_YOUR INSTRUCTIONS:_
In the records below, locate the line containing "Need: pin one"; output that line and every following line through the last, exactly.

--- DATA SUPPLIED Enclosed Below ---

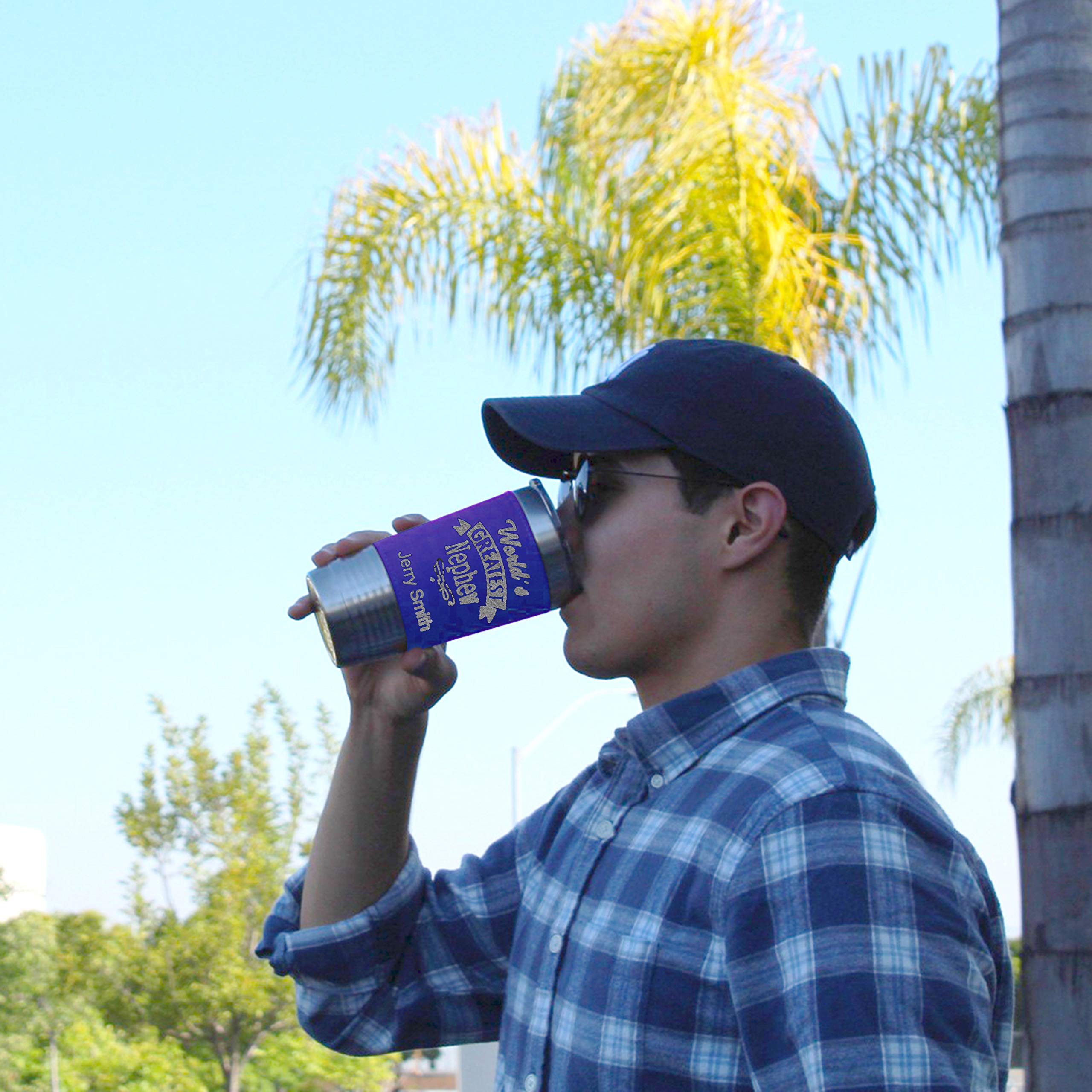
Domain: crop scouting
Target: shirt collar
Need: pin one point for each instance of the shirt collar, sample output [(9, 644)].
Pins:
[(671, 738)]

--- End of Enclosed DATA SUPPLIED ---

_RESULT:_
Need: pin one point for each instance of the shirt collar, sample output [(9, 644)].
Pins:
[(671, 738)]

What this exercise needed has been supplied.